> _EXERCISE_: The number of lines with the string "picnic" in the listing below is all that should be reported.
=== Begin Enclosure ===
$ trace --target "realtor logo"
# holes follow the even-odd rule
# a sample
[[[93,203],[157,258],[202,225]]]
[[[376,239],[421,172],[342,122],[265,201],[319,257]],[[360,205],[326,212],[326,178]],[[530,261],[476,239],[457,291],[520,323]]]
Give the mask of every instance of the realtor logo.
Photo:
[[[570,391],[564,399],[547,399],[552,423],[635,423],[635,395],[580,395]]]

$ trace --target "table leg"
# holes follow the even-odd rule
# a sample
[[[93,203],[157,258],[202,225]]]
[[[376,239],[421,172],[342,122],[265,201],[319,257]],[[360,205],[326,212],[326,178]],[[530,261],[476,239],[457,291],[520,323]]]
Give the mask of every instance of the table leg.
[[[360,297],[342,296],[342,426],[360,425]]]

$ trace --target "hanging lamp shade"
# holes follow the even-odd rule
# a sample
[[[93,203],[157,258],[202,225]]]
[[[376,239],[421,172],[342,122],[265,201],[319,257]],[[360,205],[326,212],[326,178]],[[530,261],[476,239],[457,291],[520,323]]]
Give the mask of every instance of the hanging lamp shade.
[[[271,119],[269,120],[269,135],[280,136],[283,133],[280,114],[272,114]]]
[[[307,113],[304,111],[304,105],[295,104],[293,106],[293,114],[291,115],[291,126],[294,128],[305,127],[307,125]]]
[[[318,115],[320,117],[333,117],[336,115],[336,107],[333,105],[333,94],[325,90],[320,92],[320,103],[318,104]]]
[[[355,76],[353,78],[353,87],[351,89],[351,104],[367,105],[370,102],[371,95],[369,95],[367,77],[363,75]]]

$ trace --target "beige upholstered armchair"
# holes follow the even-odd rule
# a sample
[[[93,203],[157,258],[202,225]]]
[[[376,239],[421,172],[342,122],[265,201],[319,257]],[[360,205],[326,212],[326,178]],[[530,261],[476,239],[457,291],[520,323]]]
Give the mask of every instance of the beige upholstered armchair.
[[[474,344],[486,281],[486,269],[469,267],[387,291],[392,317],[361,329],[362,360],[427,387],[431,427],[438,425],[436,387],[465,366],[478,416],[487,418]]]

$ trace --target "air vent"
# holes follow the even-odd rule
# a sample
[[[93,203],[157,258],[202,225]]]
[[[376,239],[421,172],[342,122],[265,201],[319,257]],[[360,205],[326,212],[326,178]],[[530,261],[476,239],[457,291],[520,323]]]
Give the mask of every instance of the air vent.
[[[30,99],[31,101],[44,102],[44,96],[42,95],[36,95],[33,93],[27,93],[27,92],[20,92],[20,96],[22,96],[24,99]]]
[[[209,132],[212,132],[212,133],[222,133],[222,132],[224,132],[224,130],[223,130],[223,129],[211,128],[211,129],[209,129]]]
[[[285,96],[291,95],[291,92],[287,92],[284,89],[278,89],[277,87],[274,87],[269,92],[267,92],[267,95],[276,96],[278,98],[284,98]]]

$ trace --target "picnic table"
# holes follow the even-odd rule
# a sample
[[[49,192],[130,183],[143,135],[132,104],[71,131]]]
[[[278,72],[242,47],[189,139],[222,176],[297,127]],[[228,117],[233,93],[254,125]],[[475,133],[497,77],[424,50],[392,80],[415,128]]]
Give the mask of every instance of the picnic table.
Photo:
=== End Enclosure ===
> _REPLY TO THE EXERCISE_: 2